REQUIRED TASK: Write the data below out exactly as it stands. Do not include the pictures.

** begin MATERIAL TO PROCESS **

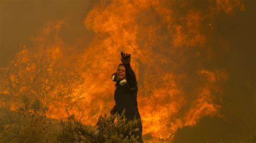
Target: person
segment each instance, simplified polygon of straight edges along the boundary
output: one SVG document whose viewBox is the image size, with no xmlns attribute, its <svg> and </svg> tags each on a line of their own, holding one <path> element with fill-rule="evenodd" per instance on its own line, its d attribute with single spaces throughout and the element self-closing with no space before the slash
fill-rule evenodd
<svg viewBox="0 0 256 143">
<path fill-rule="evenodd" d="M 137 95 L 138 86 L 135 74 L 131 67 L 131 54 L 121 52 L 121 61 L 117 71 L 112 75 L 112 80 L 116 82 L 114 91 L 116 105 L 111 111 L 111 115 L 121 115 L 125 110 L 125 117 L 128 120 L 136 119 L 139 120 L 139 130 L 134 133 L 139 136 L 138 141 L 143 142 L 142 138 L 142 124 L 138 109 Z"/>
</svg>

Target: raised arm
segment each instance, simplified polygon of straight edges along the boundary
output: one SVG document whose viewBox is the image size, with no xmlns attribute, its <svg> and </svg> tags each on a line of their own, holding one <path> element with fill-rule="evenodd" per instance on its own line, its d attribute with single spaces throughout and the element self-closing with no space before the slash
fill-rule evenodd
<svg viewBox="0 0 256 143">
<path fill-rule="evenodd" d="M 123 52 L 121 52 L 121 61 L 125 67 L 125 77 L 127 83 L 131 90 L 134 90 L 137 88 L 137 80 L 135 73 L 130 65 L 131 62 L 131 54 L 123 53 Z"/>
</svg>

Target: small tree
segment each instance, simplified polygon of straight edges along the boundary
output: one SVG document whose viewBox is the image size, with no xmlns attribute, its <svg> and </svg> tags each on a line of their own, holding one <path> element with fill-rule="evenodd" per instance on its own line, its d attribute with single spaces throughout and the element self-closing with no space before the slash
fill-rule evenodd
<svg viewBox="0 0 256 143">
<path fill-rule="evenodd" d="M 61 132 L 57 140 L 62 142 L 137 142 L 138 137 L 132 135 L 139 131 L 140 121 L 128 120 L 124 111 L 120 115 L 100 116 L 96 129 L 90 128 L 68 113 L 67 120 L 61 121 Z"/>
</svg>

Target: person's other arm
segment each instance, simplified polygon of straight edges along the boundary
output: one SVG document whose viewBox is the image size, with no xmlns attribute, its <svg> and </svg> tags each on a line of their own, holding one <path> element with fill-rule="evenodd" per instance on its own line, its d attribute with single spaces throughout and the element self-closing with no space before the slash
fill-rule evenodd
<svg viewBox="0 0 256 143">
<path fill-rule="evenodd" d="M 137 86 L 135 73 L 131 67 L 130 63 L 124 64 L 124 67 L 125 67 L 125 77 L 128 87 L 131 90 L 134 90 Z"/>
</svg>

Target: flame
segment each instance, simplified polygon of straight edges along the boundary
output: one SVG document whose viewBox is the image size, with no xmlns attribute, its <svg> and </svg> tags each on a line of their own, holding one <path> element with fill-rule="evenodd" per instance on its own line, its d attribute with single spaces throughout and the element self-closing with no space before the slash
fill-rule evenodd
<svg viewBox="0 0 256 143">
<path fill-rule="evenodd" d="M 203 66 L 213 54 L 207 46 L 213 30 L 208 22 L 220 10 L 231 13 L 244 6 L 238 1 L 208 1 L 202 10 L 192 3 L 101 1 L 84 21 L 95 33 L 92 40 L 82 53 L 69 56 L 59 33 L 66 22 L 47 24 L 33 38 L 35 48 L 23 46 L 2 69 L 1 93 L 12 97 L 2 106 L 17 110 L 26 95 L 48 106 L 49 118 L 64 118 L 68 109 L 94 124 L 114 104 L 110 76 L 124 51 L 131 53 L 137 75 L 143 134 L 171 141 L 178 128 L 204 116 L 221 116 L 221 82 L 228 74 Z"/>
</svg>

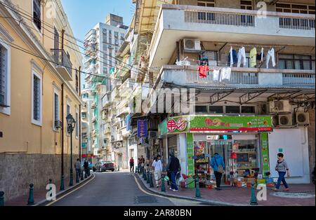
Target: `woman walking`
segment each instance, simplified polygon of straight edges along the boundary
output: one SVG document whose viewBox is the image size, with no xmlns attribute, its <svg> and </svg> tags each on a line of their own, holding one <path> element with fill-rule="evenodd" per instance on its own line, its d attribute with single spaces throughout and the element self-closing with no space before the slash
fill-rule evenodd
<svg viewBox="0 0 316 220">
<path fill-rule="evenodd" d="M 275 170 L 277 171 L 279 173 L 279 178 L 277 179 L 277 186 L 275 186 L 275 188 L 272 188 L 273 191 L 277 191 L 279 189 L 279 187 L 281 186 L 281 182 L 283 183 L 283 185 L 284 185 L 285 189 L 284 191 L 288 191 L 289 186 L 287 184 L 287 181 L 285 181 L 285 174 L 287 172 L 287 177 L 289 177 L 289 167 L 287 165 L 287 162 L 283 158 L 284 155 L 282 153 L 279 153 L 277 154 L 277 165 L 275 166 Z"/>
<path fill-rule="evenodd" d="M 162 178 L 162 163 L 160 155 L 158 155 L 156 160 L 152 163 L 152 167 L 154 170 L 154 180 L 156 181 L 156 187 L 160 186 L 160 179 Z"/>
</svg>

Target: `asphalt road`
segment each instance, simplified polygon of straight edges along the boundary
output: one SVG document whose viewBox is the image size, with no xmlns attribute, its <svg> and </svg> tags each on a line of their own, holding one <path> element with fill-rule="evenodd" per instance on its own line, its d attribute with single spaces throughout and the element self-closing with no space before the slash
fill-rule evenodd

** end MATERIAL TO PROCESS **

SOLUTION:
Target: person
segment each instance, simplified polygon of straight edges along the boundary
output: one SVG document whose viewBox is the image size, with no xmlns attribute, its <svg> and </svg> tags each on a line of their own, holding one <path> element with fill-rule="evenodd" per instance on its own line, its d attribute with single spaces throughout and the element self-closing with no space before the slash
fill-rule evenodd
<svg viewBox="0 0 256 143">
<path fill-rule="evenodd" d="M 137 95 L 138 86 L 135 74 L 131 67 L 131 54 L 121 52 L 121 61 L 117 71 L 112 75 L 112 80 L 116 82 L 114 91 L 116 105 L 111 111 L 111 115 L 121 115 L 125 110 L 125 117 L 128 120 L 136 119 L 139 120 L 139 130 L 134 133 L 139 136 L 138 141 L 143 142 L 142 138 L 142 124 L 138 109 Z"/>
</svg>

Target: raised arm
segment each instance, simplified polygon of straight edges along the boundary
output: one SVG document whose viewBox is the image size, with no xmlns attribute, its <svg> and </svg> tags each on a line of their own, holding one <path> element with fill-rule="evenodd" per instance on its own line, its d attribute with single spaces throughout and the element self-closing with no space before the slash
fill-rule evenodd
<svg viewBox="0 0 256 143">
<path fill-rule="evenodd" d="M 123 52 L 121 52 L 121 61 L 125 67 L 125 77 L 127 83 L 131 90 L 134 90 L 137 88 L 137 80 L 135 73 L 130 65 L 131 62 L 131 54 L 123 53 Z"/>
</svg>

Target: small tree
segment each instance, simplified polygon of straight edges along the boundary
output: one SVG document whose viewBox is the image size, with no xmlns attribute, its <svg> and </svg> tags each on a line of their own, holding one <path> element with fill-rule="evenodd" per instance on its own line, its d attribute with single spaces throughout and the element self-closing with no space before the slash
fill-rule evenodd
<svg viewBox="0 0 256 143">
<path fill-rule="evenodd" d="M 61 132 L 57 140 L 62 142 L 137 142 L 138 137 L 132 135 L 139 131 L 140 121 L 128 120 L 124 111 L 120 115 L 100 116 L 96 129 L 90 128 L 68 113 L 67 120 L 61 121 Z"/>
</svg>

Target: person's other arm
segment each instance, simplified polygon of straight edges along the boundary
output: one SVG document whose viewBox is the image size, with no xmlns attribute, its <svg> and </svg> tags each on a line of their own, holding one <path> element with fill-rule="evenodd" per instance on its own line, its d attribute with single spaces throughout and the element self-closing with no space before the slash
fill-rule evenodd
<svg viewBox="0 0 256 143">
<path fill-rule="evenodd" d="M 137 86 L 135 73 L 131 67 L 130 63 L 124 64 L 124 67 L 125 67 L 125 77 L 128 87 L 131 90 L 134 90 Z"/>
</svg>

Target: flame
segment each instance, simplified polygon of straight edges along the boundary
output: one SVG document whose viewBox is the image size, with no xmlns attribute, its <svg> and </svg> tags each on a line of their own, holding one <path> element with fill-rule="evenodd" per instance on its own line, its d attribute with single spaces throughout and the element self-closing with no space before the slash
fill-rule evenodd
<svg viewBox="0 0 256 143">
<path fill-rule="evenodd" d="M 203 66 L 213 54 L 207 46 L 213 30 L 208 22 L 220 10 L 231 13 L 244 6 L 238 1 L 208 1 L 202 10 L 192 3 L 101 1 L 84 21 L 95 33 L 92 40 L 82 53 L 69 56 L 59 33 L 66 22 L 47 24 L 33 38 L 35 48 L 23 46 L 2 69 L 1 93 L 12 97 L 2 106 L 17 110 L 26 95 L 48 106 L 49 118 L 64 118 L 68 109 L 94 124 L 114 104 L 110 76 L 124 51 L 131 53 L 137 75 L 143 134 L 171 141 L 178 128 L 204 116 L 221 116 L 221 82 L 228 74 Z"/>
</svg>

Target: `woman walking`
segment each instance, simplified polygon of straight edges along the boundary
output: one SVG document whose viewBox is the image size, with no xmlns attribute, its <svg> and </svg> tags each on a line of their own, holding one <path> element with fill-rule="evenodd" per instance on its own line, its d attribute with single spaces throughout and the element self-closing with no space before the slash
fill-rule evenodd
<svg viewBox="0 0 316 220">
<path fill-rule="evenodd" d="M 275 170 L 277 171 L 279 173 L 279 178 L 277 179 L 277 186 L 275 186 L 275 188 L 272 188 L 273 191 L 277 191 L 279 189 L 279 187 L 281 186 L 281 182 L 283 183 L 283 185 L 284 185 L 285 189 L 284 191 L 288 191 L 289 186 L 287 184 L 287 181 L 285 181 L 285 174 L 287 172 L 287 177 L 289 177 L 289 167 L 287 165 L 287 162 L 283 158 L 284 155 L 282 153 L 279 153 L 277 154 L 277 165 L 275 166 Z"/>
<path fill-rule="evenodd" d="M 162 178 L 162 163 L 160 155 L 158 155 L 156 160 L 152 163 L 152 167 L 154 170 L 154 180 L 156 181 L 156 187 L 160 186 L 160 179 Z"/>
</svg>

Target: `asphalt road`
segment each instance, simplified polygon of straight edges along the boundary
output: one SVG document whose viewBox is the image size, with no xmlns attribute, its <svg> and </svg> tags each on a line of their own, holding one <path> element with fill-rule="evenodd" per instance on its own line, its d attribute with single spaces throughout and the element self-closing with no space before the slash
fill-rule evenodd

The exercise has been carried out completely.